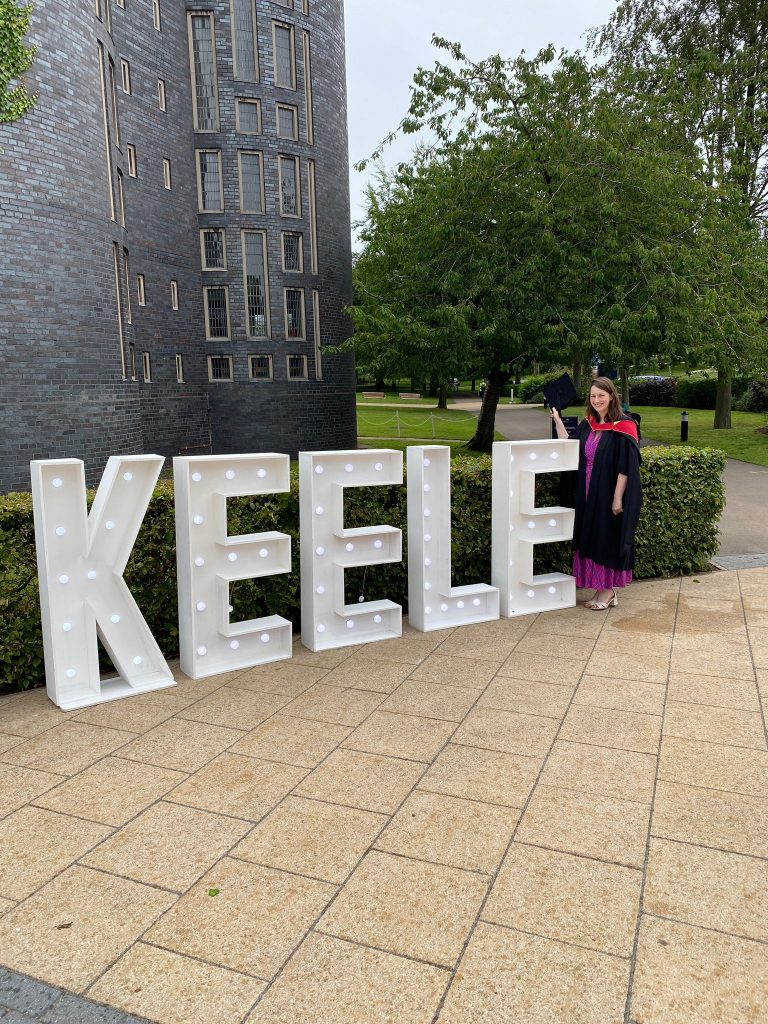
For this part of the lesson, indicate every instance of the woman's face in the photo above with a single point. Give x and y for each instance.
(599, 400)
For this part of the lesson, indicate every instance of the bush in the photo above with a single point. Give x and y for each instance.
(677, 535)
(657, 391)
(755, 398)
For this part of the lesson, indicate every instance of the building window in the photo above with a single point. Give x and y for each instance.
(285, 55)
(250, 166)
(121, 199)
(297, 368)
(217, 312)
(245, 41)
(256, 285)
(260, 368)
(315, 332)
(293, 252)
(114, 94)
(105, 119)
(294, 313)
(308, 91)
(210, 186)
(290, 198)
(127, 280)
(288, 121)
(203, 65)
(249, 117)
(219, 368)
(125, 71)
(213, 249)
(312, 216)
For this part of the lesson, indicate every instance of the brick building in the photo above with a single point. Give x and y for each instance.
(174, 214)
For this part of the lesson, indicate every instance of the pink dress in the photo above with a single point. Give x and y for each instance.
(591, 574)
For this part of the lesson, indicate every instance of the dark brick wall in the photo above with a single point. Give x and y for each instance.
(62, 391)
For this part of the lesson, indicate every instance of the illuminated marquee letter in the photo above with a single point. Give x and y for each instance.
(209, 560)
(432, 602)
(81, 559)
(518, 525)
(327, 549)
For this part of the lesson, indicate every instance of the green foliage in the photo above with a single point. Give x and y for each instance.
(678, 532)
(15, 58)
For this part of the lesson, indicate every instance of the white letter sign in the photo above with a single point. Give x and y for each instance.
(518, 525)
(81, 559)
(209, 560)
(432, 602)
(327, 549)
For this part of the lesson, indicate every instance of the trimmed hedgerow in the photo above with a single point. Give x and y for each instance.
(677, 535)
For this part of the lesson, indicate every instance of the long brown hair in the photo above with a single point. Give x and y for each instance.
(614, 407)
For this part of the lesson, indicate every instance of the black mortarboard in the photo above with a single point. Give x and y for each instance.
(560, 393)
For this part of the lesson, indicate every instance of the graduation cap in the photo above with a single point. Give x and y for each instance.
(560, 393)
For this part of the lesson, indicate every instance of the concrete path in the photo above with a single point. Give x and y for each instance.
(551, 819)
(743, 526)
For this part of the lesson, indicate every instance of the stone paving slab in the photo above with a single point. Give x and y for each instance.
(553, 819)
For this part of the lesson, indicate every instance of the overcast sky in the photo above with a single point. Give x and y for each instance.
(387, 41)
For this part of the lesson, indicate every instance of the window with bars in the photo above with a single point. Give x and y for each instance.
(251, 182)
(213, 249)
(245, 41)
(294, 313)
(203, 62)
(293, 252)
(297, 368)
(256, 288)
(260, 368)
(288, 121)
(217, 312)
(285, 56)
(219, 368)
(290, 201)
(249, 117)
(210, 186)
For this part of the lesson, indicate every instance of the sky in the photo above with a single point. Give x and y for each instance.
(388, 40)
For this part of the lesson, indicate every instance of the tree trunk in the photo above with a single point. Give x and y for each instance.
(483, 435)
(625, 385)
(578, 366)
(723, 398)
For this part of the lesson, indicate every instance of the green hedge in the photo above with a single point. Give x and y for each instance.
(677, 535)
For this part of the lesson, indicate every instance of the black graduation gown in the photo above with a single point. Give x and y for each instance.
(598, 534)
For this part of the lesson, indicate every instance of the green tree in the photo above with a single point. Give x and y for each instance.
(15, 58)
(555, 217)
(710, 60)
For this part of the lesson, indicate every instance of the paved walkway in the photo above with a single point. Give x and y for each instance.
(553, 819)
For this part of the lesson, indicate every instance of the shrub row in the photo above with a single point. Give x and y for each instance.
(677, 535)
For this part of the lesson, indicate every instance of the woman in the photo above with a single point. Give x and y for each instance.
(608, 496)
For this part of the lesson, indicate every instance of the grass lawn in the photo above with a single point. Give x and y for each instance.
────────────────────
▶ Your instructions
If a record above holds a picture, leave the picture out and write out everything else exactly.

▶ Solved problem
For this part of the lesson, indicate every instance of the woman's face in the photo above with a single point. Give x and y for each instance.
(599, 400)
For this part of the lesson, indicate every instance of the bush in the photo above with a single point. Give x and y for each instance.
(677, 535)
(657, 391)
(755, 398)
For this part of the lesson, indicate every instance of the building window in the photo above with a single point. Give x and y for each instance.
(285, 55)
(250, 166)
(121, 199)
(297, 368)
(217, 312)
(245, 41)
(256, 285)
(260, 368)
(315, 332)
(293, 252)
(114, 94)
(105, 119)
(294, 313)
(308, 91)
(210, 186)
(290, 198)
(127, 280)
(288, 121)
(203, 65)
(249, 117)
(219, 368)
(125, 71)
(213, 249)
(312, 216)
For this part of the lesson, indicate every instance of the brick building in the photo above with a single point. Give x and y for each instance.
(174, 214)
For this part of the lesson, indicate every instance of the pink dress in the photo above with a single point. Give x and y for each instance.
(591, 574)
For this part of the lesson, indicate every instance of the dark brick wall in the photo above with a single point. Give x and y for each instance.
(62, 391)
For this part of the lesson, indicate every instance of the illuminated marquee letter in the photo above with a single point. Give x and y for each instance.
(209, 560)
(432, 602)
(81, 559)
(518, 525)
(327, 549)
For this part of the lesson, indicate every instance of the green foliage in the photo above with a single point. Give x and y for each instance.
(678, 532)
(15, 58)
For this part of the lesson, indicate every instance of the white letter sign in the photo above with a single point. Give x and y for each instance.
(518, 525)
(81, 559)
(209, 560)
(432, 602)
(327, 549)
For this part of the lesson, indicate every instance of the trimmed hedgerow in the photo above with a single point. Give x and y for each instance.
(677, 535)
For this part of the lesson, indicate every instance of the long brown hair in the photo above with a single point. Give x and y for each instance.
(614, 407)
For this part of the lesson, indicate every instance of the black mortarboard in the photo above with a single point. Give x and y for each instance.
(560, 393)
For this part of the lesson, indicate every instance of the graduation cap in the photo above with a single point. Give x and y for each instance.
(560, 393)
For this part of the lesson, indicate every instance of the concrete path in the photo above with a single point. Give x and y for each instance.
(551, 819)
(743, 526)
For this part of the lesson, indicate every instance of the stone paving slab in the photo above with a single point. Give x and y for each instance.
(553, 819)
For this part of the lesson, indicate every instance of the overcast sky in the photo above with a single point. Give x and y for each instance.
(387, 41)
For this part of the lesson, indicate every instance of the window with bars in the photo above with a single point. Give x and y for each instance.
(251, 182)
(213, 249)
(245, 41)
(294, 313)
(203, 62)
(293, 252)
(297, 368)
(256, 288)
(260, 368)
(288, 121)
(217, 312)
(285, 56)
(219, 368)
(290, 201)
(249, 117)
(210, 186)
For this part of the lesson, indicate every instance of the sky in the photo above with a single point. Give x and y for each instance.
(388, 40)
For this part of the lesson, indicate every instance of the tree trunk in the photo above with a single point. Give x and y for each instance.
(483, 435)
(625, 385)
(578, 366)
(723, 398)
For this part of the lesson, indicate every instance of the green hedge in the photo above with a single point. Give x and y for each instance.
(677, 535)
For this part of the lesson, indicate every instance of the black graduation gown in the photo above with a single point. Give x and y for each instance.
(598, 534)
For this part of the lesson, indicate every instance of the green tree in the photo above with a single point. Give x and y for each instance.
(15, 58)
(555, 217)
(710, 60)
For this part of the lesson, indicate every instance of the paved walkway in the photo above with a single point. Give x and y for each instance.
(553, 819)
For this part of the lesson, indicate every instance of the shrub row in the photo above with a single point. Give x and y for each instance.
(677, 535)
For this part of the lesson, indicate every instance of the woman in the photo above with a single point. Give x and y for each instance.
(608, 496)
For this part of the lesson, indicate every instance of the grass lawn in the photo above with a single point. Give x and y for each instance.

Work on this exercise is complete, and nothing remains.